--- begin EXCERPTED RECORDS ---
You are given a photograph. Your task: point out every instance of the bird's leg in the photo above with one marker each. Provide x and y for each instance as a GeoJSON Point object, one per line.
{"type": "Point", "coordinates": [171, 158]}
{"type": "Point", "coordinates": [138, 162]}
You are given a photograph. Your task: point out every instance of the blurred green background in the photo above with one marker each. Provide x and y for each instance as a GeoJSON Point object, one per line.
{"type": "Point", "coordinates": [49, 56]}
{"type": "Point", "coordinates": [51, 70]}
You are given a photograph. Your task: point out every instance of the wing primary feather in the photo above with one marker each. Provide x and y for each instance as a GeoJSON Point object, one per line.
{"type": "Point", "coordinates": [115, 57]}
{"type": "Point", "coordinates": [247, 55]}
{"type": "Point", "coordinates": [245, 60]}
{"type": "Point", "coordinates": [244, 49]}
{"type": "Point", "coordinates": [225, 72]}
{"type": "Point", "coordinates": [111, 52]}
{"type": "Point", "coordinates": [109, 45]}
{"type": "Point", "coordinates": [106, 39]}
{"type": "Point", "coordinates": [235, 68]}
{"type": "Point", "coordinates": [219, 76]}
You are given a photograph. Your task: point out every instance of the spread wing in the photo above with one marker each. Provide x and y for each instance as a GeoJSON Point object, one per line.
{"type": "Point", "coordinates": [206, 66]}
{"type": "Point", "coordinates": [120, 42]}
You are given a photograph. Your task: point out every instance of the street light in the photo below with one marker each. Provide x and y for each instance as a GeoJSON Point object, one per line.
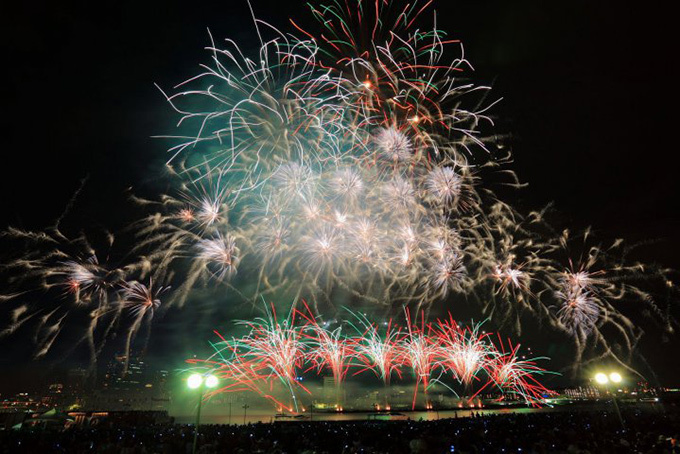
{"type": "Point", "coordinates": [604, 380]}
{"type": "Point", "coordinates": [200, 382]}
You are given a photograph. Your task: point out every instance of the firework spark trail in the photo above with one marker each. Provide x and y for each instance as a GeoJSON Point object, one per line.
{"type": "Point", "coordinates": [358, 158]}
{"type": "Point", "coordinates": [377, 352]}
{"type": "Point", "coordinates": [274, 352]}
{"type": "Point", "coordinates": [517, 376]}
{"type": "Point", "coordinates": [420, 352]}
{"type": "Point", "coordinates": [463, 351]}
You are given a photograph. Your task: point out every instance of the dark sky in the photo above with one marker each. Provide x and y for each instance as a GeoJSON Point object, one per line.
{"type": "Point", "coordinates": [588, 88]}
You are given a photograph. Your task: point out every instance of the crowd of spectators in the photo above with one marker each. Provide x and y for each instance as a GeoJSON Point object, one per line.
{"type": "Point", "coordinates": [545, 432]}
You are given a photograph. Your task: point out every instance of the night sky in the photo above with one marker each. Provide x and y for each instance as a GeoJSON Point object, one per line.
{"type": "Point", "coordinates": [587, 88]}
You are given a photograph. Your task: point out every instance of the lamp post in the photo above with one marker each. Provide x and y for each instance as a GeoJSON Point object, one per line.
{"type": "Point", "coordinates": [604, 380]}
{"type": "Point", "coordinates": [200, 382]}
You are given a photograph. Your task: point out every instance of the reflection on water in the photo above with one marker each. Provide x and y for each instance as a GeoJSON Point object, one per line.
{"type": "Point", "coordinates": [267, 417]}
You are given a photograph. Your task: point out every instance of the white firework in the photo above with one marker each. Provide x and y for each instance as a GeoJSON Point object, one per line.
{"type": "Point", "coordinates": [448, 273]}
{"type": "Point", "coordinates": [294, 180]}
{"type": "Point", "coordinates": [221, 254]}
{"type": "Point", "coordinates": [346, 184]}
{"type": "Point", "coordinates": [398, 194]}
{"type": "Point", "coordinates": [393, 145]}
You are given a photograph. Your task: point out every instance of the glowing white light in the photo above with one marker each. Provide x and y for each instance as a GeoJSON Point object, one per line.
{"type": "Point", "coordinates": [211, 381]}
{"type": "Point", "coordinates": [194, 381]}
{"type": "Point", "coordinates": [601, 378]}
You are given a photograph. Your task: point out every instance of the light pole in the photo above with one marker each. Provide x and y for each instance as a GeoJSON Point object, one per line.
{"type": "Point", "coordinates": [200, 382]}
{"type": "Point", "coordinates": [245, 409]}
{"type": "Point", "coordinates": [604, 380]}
--- end EXCERPTED RECORDS ---
--- begin EXCERPTED RECORDS ---
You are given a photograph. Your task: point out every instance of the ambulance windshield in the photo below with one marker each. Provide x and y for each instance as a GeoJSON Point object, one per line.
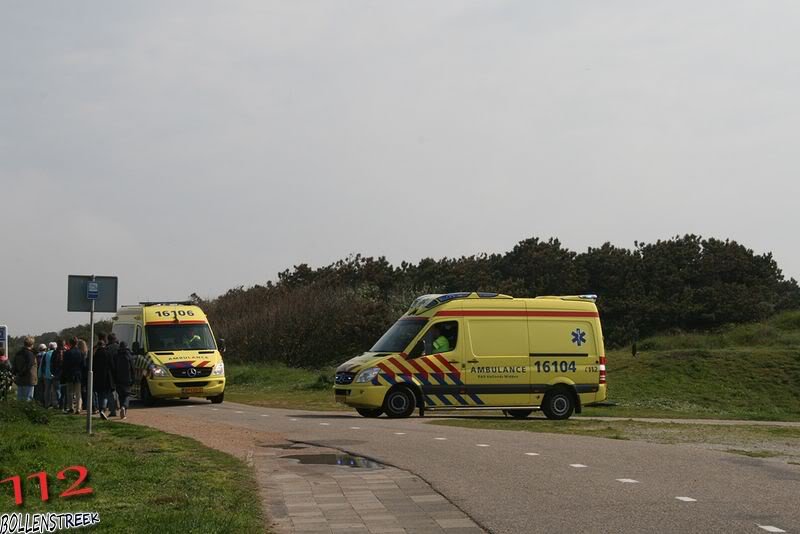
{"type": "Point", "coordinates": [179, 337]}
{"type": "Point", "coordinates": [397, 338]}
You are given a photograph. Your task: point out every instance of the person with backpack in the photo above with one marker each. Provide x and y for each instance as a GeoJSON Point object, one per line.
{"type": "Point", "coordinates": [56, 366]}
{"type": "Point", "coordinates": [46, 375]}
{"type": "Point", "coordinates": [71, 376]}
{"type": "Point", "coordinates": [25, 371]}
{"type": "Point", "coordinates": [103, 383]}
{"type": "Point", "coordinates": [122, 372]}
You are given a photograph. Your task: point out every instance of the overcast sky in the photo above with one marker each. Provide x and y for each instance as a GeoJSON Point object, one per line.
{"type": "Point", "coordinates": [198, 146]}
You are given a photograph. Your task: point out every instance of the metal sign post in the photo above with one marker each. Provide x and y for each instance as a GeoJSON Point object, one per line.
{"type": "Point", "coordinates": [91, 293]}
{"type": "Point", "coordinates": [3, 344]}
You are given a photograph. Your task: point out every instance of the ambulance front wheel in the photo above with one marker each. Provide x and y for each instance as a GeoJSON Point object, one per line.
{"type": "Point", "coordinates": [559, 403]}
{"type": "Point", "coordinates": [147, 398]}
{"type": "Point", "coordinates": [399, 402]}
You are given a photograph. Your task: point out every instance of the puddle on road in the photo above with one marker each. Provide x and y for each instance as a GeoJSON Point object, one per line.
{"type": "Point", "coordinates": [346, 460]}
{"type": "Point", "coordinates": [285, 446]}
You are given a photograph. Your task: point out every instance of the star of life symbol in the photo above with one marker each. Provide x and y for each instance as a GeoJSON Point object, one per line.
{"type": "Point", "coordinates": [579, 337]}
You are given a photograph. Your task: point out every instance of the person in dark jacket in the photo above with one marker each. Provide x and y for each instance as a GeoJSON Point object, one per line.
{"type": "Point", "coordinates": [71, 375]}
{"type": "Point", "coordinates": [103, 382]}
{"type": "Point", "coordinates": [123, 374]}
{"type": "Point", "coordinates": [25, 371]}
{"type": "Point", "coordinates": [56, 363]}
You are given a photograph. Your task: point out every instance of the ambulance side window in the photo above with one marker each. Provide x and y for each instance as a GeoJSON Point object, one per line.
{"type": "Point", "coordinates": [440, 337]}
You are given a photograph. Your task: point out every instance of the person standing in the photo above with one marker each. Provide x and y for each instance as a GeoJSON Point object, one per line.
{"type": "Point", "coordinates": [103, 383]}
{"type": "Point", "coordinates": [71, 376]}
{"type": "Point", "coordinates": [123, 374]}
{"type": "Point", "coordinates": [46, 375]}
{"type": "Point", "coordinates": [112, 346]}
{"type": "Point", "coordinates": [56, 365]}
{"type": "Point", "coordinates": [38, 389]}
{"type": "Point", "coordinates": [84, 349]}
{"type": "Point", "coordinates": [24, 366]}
--- end EXCERPTED RECORDS ---
# AIM OF THE EXERCISE
Which lines in the entries above contain the word "firework"? Extract each of those lines in full.

# SOLUTION FOR THIS TASK
You are given a photograph. Your task: point out every instance of the firework spark trail in the photo above with one marker each. Provide x and y for each instance as a GeoJSON Point object, one per line.
You are given a photograph. Your task: point out every instance of the white firework in the photo above with one marker each. Provide x and y for each instance as a GeoJSON Point object, one per line.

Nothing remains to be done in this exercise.